### Work to do
All records must be quoted exactly. Omit the pictures.

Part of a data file
╔══

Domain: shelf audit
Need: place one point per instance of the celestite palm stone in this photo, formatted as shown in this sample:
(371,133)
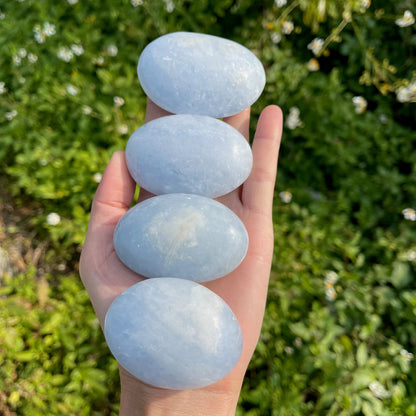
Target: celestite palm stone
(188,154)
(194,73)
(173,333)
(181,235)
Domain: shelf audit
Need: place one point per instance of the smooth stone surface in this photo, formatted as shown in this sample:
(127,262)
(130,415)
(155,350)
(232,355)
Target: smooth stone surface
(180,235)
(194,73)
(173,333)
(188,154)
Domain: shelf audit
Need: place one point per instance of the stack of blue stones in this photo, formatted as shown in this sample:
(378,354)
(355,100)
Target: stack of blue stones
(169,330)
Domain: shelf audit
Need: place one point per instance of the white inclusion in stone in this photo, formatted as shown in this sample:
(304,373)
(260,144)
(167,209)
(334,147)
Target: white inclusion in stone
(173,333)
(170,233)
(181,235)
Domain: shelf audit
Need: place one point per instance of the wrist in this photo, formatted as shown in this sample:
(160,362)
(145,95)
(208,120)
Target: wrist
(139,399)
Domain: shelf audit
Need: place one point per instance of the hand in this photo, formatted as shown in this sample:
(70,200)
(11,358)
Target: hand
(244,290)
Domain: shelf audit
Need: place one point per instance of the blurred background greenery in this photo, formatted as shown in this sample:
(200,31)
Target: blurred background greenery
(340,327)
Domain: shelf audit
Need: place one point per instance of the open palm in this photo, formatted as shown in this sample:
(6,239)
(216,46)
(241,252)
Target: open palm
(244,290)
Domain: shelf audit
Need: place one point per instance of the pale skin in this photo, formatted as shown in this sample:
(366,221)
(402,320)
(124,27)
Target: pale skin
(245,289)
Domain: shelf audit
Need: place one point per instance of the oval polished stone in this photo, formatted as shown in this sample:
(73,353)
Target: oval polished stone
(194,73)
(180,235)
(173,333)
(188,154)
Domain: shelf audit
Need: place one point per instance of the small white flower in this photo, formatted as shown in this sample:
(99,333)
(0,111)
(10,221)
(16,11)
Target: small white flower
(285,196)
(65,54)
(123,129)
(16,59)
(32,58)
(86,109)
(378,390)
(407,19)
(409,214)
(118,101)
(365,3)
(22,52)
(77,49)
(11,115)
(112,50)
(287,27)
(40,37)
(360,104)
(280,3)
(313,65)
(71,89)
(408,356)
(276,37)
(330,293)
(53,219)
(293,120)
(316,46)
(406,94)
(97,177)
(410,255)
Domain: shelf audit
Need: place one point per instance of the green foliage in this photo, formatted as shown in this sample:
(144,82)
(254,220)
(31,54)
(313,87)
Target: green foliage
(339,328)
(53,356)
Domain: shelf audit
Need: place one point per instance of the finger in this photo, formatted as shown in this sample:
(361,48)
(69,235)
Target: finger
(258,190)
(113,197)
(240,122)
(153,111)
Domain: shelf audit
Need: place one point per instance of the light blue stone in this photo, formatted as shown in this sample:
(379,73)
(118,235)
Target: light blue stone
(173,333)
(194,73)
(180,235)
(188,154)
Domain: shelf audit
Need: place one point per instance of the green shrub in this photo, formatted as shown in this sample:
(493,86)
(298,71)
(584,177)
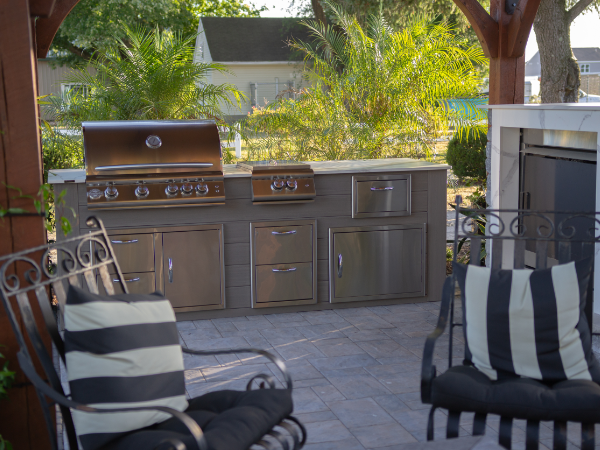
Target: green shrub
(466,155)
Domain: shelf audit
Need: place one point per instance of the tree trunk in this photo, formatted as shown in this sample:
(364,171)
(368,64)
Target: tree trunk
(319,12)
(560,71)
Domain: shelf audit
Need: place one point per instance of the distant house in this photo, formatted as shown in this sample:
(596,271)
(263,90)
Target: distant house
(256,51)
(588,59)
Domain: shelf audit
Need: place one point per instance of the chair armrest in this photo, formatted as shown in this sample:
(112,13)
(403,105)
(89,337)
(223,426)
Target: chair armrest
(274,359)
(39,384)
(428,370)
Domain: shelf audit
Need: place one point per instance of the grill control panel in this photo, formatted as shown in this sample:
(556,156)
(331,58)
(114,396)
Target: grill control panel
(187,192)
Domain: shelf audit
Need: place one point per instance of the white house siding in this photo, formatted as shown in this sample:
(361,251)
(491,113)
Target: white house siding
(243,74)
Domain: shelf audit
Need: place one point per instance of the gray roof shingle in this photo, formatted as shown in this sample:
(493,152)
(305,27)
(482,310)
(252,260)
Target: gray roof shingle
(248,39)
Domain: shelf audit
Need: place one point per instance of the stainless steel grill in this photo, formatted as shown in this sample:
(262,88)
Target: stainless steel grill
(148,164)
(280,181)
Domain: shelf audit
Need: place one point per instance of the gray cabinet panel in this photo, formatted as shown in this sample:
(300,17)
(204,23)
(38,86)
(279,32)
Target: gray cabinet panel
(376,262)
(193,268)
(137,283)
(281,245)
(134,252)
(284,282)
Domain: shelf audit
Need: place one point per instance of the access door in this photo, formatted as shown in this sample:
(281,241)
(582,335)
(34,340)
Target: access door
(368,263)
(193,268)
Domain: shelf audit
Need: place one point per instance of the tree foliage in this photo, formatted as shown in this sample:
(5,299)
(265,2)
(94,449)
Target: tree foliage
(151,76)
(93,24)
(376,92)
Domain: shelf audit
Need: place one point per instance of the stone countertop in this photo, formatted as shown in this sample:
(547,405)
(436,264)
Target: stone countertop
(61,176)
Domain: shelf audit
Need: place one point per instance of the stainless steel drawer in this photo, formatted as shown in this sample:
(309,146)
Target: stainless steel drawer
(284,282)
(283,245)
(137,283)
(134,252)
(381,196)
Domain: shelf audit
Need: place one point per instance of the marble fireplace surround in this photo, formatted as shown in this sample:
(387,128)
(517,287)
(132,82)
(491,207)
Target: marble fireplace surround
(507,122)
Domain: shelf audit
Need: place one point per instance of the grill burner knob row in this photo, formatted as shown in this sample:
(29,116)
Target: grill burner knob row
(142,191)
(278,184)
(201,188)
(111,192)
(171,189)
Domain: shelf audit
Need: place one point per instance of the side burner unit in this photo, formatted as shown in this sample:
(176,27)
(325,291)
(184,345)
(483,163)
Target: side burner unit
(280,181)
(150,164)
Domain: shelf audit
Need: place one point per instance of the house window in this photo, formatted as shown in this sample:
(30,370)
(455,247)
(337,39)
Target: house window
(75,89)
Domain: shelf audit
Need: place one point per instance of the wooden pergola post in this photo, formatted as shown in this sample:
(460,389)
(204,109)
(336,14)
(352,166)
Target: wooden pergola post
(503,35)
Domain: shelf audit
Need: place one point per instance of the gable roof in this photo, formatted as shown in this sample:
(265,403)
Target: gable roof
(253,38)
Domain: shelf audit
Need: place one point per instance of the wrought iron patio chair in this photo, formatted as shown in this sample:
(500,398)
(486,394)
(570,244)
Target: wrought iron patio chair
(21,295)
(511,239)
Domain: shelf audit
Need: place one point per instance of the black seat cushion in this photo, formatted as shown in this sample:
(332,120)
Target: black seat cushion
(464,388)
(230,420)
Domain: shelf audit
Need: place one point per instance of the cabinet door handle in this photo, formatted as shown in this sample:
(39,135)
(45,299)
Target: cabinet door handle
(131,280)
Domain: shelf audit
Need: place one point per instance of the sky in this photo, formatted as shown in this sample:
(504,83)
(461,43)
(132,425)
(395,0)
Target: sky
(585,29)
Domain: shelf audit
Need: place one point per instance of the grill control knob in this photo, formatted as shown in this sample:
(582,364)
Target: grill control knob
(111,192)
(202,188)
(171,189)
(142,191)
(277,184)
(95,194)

╚══

### Answer in full
Domain: shelf audit
Need: place one point per instance of the celestite palm stone in this photo, formatted as shown in this sample:
(371,133)
Target: celestite palm stone
(188,154)
(194,73)
(173,333)
(181,235)
Domain: shelf audit
Need: place one point per instance of the smooth stone surface in this photo, formatted as shown in this sample:
(127,262)
(130,415)
(155,350)
(232,355)
Target: smooth stone surface
(180,235)
(194,73)
(173,333)
(188,154)
Domain: shelf audit
Need: place one point per instance of the stack of blue stones in this photo, formatted as shown in this sample:
(378,354)
(355,100)
Target: stack of blue stones
(169,330)
Domain: shelf audit
Need: place one point per instance of the white inclusion in stone in this photo, formatted as shown in this sample:
(304,373)
(260,144)
(167,209)
(334,147)
Target: white inclusion in stone
(173,333)
(170,233)
(181,235)
Domain: shelf audit
Need: place one point per instance of the wrist in this photo, formatted as shown in this sample:
(160,362)
(145,95)
(208,120)
Target: wrist
(139,399)
Domain: shelf audit
Need: place one point per instance of the hand in this photo, formatted as shown in this sample:
(70,200)
(11,358)
Target: hand
(244,290)
Domain: shelf audit
Need: place one point per instance of the blurred background greenery in this photo, formatted as shown in this sample:
(200,31)
Target: blurred background greenery
(340,327)
Domain: shelf audit
Need: place one point per instance of the open palm in this photo, formatted as shown in this sample:
(6,239)
(216,46)
(241,252)
Target: open palm
(244,290)
Domain: shelf audit
Need: place one point per instance of the pale skin in this photo, formatted as shown in this sample:
(366,221)
(402,320)
(124,27)
Target: pale skin
(245,289)
Domain: shelf audit
Need: place one point per instance of the oval polished stone in this photo, formatted as shown in this sample:
(73,353)
Target: oval polished stone
(194,73)
(180,235)
(173,333)
(188,154)
Domain: shelf audit
Need: place one point per instance of the small white flower in this photo, formatted as shown in this sample:
(99,333)
(0,111)
(10,221)
(16,11)
Target: small white flower
(285,196)
(65,54)
(123,129)
(16,59)
(32,58)
(86,109)
(378,390)
(407,19)
(409,214)
(118,101)
(365,3)
(22,52)
(77,49)
(11,115)
(112,50)
(287,27)
(40,37)
(360,104)
(280,3)
(313,65)
(71,89)
(408,356)
(276,37)
(330,293)
(53,219)
(293,120)
(316,46)
(406,94)
(97,177)
(410,255)
Domain: shelf audit
Need: place one point per instance of the green foliage in this photo, formatted as shown in this sample:
(144,82)
(254,220)
(31,54)
(313,87)
Target: green foliage
(339,328)
(53,356)
Domain: shelf audit
Need: place one point per instance of the finger in this photo, formatted as shown in this sample:
(361,48)
(69,235)
Target: finger
(258,190)
(113,197)
(240,122)
(153,111)
Domain: shelf audit
Need: place one point per instance of the light blue stone in this photo, formatted as shown in this sample:
(379,73)
(118,235)
Target: light blue stone
(173,333)
(194,73)
(180,235)
(188,154)
Domain: shelf audit
Need: place one point per instance of the green shrub in this photo, formatted as shown in this sample:
(493,86)
(298,71)
(584,177)
Target: green shrub
(466,155)
Domain: shelf audit
Need: place one point per instance of the tree trunk in this photo, formatted as shown in this sample:
(364,171)
(368,64)
Target: tree trunk
(319,12)
(560,71)
Domain: shelf audit
Need: place one point per instance of the distant house in this photo, formatted as shown in this sample:
(596,271)
(263,90)
Target: distant house
(256,51)
(588,59)
Domain: shelf audit
Need: place one point per instance of the chair armrest in this photo, formatted as shown in this sample:
(112,13)
(403,105)
(89,337)
(223,426)
Target: chair armrest
(274,359)
(39,384)
(428,370)
Domain: shelf audit
Need: place one point per instance of the grill control panel in this photo, formatted as shown in this sample:
(556,156)
(331,58)
(114,396)
Target: grill control panel
(187,192)
Domain: shelf audit
Need: place one point per instance of the white house siding in this photo, formatted as shown in this sample:
(361,251)
(491,113)
Target: white house siding
(243,74)
Domain: shelf audit
Need: place one point per instance of the gray roof shingle in this photo, formatted as shown in this sample:
(493,152)
(305,27)
(482,310)
(252,260)
Target: gray roof shingle
(248,39)
Domain: shelf audit
Need: place one point per instance of the stainless steel grill in this photo, formatted as shown in this sample:
(262,88)
Target: stainless steel grill
(148,164)
(280,181)
Domain: shelf audit
Need: place one point per instance of the gray cabinet panel in this photo, formatted as shown in this sample:
(300,17)
(204,23)
(38,86)
(279,32)
Target: gray cabinet panel
(376,262)
(193,268)
(137,283)
(281,245)
(134,252)
(284,282)
Domain: shelf audit
Need: place one point per instance of the access door in this photo, formatted as shown in this sample:
(281,241)
(582,335)
(34,340)
Target: access door
(368,263)
(193,268)
Domain: shelf audit
Need: place one point per instance of the tree foliage in this photo, formatted as shown in this sample:
(5,299)
(265,2)
(94,449)
Target: tree foliage
(151,76)
(93,24)
(376,92)
Domain: shelf audit
Need: place one point per instance of the stone countertop in this photo, formatted as shown in this sample:
(547,405)
(436,264)
Target: stone countertop
(61,176)
Domain: shelf audit
Need: place one point per instance of the stainless steel drawer in this photo, formatted as shown in this sample:
(309,146)
Target: stainless steel drawer
(284,282)
(283,245)
(137,283)
(134,252)
(381,196)
Domain: shelf audit
Need: place one point per instance of the marble fireplace surround in this photo, formatted as shown in this sample:
(387,128)
(517,287)
(132,82)
(491,207)
Target: marble fireplace surround
(507,122)
Domain: shelf audit
Need: place one point per instance of the grill burner knob row in this photo, formatted as shown in this sample:
(29,116)
Target: grill burner knob row
(142,191)
(278,184)
(201,188)
(111,192)
(171,189)
Domain: shelf audit
Need: place one point per instance of the side burner unit in this photo, formatted as shown in this sample:
(176,27)
(325,291)
(184,345)
(483,163)
Target: side burner unit
(280,181)
(150,164)
Domain: shelf audit
Need: place one point per instance of the house window in this photo, formatted as shown in this sample:
(30,370)
(455,247)
(337,39)
Target: house window
(75,89)
Domain: shelf audit
Need: place one point per instance of the wooden pergola post in this photo, formatted as shown in this sample:
(460,389)
(204,109)
(336,14)
(352,166)
Target: wooden pergola post
(503,35)
Domain: shelf audit
Need: place one point per instance of the gable roof in this photo, formatted as shown in this sample:
(265,403)
Target: gable roof
(253,38)
Domain: shelf audit
Need: place one point per instance of the wrought iron patio chair in this photo, formatted as shown in this sample:
(500,398)
(486,394)
(570,244)
Target: wrought iron patio chair
(21,295)
(511,239)
Domain: shelf audit
Need: place one point per instance of the black seat cushion in this photo, formatted as shown in this sample:
(332,120)
Target: black seat cushion
(464,388)
(230,420)
Domain: shelf audit
Need: place one point per instance of the cabinet door handle in this photo, formatted as shown in this sample:
(39,135)
(45,299)
Target: cabinet door handle
(131,280)
Domain: shelf audit
Need: place one point per instance of the sky in this photo, formatted as shown in this sample:
(504,83)
(461,43)
(132,425)
(395,0)
Target: sky
(585,29)
Domain: shelf audit
Need: place one point per instance of the grill control knob in this photo, formatted as shown in this sample:
(582,364)
Target: grill control knob
(111,192)
(202,188)
(171,189)
(142,191)
(277,184)
(95,194)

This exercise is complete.